### WHAT IS ASKED
Copy out the lines below word for word, omitting the pictures.

Start

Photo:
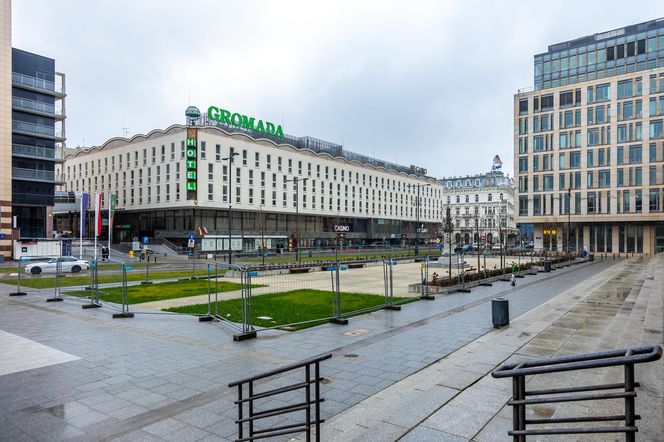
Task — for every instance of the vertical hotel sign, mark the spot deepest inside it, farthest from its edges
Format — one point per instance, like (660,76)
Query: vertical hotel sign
(191,145)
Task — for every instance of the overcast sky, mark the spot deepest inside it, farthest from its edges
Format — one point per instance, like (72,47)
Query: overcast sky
(425,83)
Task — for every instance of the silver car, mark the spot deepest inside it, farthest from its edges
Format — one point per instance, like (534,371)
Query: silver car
(67,264)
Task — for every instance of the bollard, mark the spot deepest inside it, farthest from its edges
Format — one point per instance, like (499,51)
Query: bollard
(18,291)
(500,312)
(208,317)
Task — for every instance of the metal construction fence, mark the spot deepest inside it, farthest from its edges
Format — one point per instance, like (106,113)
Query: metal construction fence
(251,299)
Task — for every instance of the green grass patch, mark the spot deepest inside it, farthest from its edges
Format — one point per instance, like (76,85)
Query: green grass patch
(159,292)
(290,307)
(290,257)
(45,281)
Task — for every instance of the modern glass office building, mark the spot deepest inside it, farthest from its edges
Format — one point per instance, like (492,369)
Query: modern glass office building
(37,138)
(634,48)
(589,143)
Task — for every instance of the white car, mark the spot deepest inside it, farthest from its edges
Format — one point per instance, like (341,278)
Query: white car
(67,264)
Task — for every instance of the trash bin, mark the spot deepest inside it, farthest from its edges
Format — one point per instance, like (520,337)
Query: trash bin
(500,312)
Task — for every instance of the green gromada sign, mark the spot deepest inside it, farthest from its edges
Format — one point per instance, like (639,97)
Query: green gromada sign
(245,122)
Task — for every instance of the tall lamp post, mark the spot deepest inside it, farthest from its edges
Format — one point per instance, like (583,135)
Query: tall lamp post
(230,202)
(417,216)
(297,180)
(569,217)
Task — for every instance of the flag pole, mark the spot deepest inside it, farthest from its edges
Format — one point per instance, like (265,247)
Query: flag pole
(80,228)
(96,222)
(110,227)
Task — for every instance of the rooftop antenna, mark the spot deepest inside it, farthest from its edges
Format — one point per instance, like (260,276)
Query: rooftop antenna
(125,130)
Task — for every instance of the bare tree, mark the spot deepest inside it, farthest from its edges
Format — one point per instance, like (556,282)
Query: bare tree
(448,229)
(477,227)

End

### WRITTEN ANSWER
Photo:
Task — for every instance of the vertical hotel sign, mark the spot deepest inside it, farthest from its edges
Format — one point per instance, like (660,76)
Query: vertical hotel sign
(191,145)
Task — for every instance of the overcast sky, mark the spot deepest inside it, farthest from its edges
Format — one point per instance, like (72,47)
Query: overcast sky
(425,83)
Task — for every instance of the silver car, mark the spot deepest inside it, farthest from its edges
Format — one point per instance, like (534,371)
Query: silver car
(67,264)
Task — for every instance of the bollard, mark the spot deepest inside it, farthest from its edges
Format — one point per instance, like (499,51)
Query: bollard
(18,291)
(500,312)
(208,317)
Task — for every instance of the metal construction fence, mark the spot deepest inside it, farthest from its edges
Format — one point per instance, like (106,113)
Query: metal construction fence
(251,299)
Task — for every instance of the green grass patch, mark the spot deepest inside it, farthest from its edges
Format — one point per instance, like (76,85)
Query: green grass patch
(159,292)
(290,307)
(290,257)
(45,281)
Task — for every instance of the modern glass office building, mark the spot deepest inside it, farthest from its edges
Format — one point per instance, like (492,369)
Query: modern glass office building
(37,138)
(634,48)
(589,143)
Task — for every instance of the white car, mark the spot deepest inside it, farthest from its edges
Format — one point per instance, like (341,278)
Query: white car
(67,264)
Task — for every instance of the trash bin, mark the spot deepest inside it, farthest from its edges
Format — one point per instance, like (520,337)
Query: trash bin
(500,312)
Task — for every instance of the green gromada sign, mark the spot deepest inside it, farthest from its edges
Format — one point per instance, like (639,97)
Query: green gromada sign
(245,122)
Task — for every instance of the tall lamp post, mark the spot deepest inside it, farthest from its edges
Format — one point per instance, like (583,135)
Query: tall lamp post
(230,202)
(417,216)
(297,180)
(569,217)
Task — for every instance of the flag pole, mark the spot deepest inside it, farthest from its edges
Format — one point per instance, like (265,247)
Query: flag pole
(80,228)
(96,222)
(110,227)
Task — for every instance of the rooftop antenna, mark the spot deepest inside it, farthest from its edges
Format — one point per instance, like (260,276)
Query: rooftop antenna
(125,130)
Task — for every instance of the bare tree, mark the spot deepest inside it, farthest from its edges
Format — one point per instance, like (556,282)
Query: bare tree
(448,229)
(477,227)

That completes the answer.